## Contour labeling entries

══════

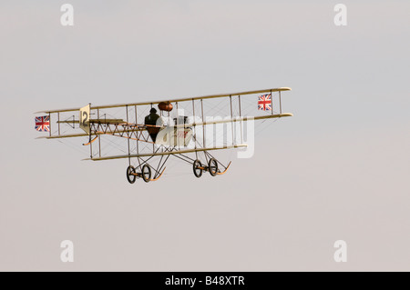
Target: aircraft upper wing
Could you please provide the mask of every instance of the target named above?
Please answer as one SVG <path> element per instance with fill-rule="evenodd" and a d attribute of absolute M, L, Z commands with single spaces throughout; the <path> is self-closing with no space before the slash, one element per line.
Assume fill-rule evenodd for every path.
<path fill-rule="evenodd" d="M 227 96 L 230 96 L 230 95 L 253 95 L 253 94 L 283 92 L 283 91 L 291 91 L 291 90 L 292 89 L 290 87 L 279 87 L 279 88 L 272 88 L 272 89 L 265 89 L 265 90 L 246 91 L 246 92 L 240 92 L 240 93 L 220 94 L 220 95 L 203 95 L 203 96 L 168 99 L 168 100 L 160 100 L 160 101 L 154 101 L 154 102 L 128 103 L 128 104 L 116 104 L 116 105 L 97 105 L 97 106 L 91 106 L 91 109 L 97 110 L 97 109 L 109 109 L 109 108 L 123 107 L 123 106 L 149 105 L 157 105 L 157 104 L 159 104 L 159 103 L 162 103 L 162 102 L 175 103 L 175 102 L 185 102 L 185 101 L 192 101 L 192 100 L 205 100 L 205 99 L 211 99 L 211 98 L 218 98 L 218 97 L 227 97 Z M 51 114 L 51 113 L 72 112 L 72 111 L 78 111 L 79 109 L 80 109 L 80 107 L 67 108 L 67 109 L 59 109 L 59 110 L 46 110 L 46 111 L 38 111 L 38 112 L 36 112 L 35 114 L 39 114 L 39 113 Z"/>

══════

## Brief
Format the lines above as a JSON list of strings, one string per line, skipping blank lines and leaving out the pictures.

## Output of the exercise
[
  "Target: aircraft upper wing",
  "Could you please provide the mask of every instance of the target named above?",
  "Please answer as one SVG <path> element per instance with fill-rule=\"evenodd\" and a d attribute of absolute M, L, Z commands with single spaces throughout; the <path> is self-closing with no space before the slash, one element per line.",
  "Assume fill-rule evenodd for every path.",
  "<path fill-rule=\"evenodd\" d=\"M 227 96 L 230 96 L 230 95 L 253 95 L 253 94 L 283 92 L 283 91 L 291 91 L 291 90 L 292 89 L 290 87 L 279 87 L 279 88 L 272 88 L 272 89 L 265 89 L 265 90 L 246 91 L 246 92 L 240 92 L 240 93 L 220 94 L 220 95 L 203 95 L 203 96 L 168 99 L 168 100 L 160 100 L 160 101 L 154 101 L 154 102 L 128 103 L 128 104 L 116 104 L 116 105 L 97 105 L 97 106 L 91 106 L 91 109 L 97 110 L 97 109 L 109 109 L 109 108 L 123 107 L 123 106 L 149 105 L 157 105 L 157 104 L 159 104 L 159 103 L 162 103 L 162 102 L 175 103 L 175 102 L 185 102 L 185 101 L 192 101 L 192 100 L 205 100 L 205 99 L 211 99 L 211 98 L 218 98 L 218 97 L 227 97 Z M 51 114 L 51 113 L 72 112 L 72 111 L 78 111 L 79 109 L 80 109 L 80 107 L 67 108 L 67 109 L 59 109 L 59 110 L 46 110 L 46 111 L 38 111 L 38 112 L 36 112 L 35 114 L 39 114 L 39 113 Z\"/>"
]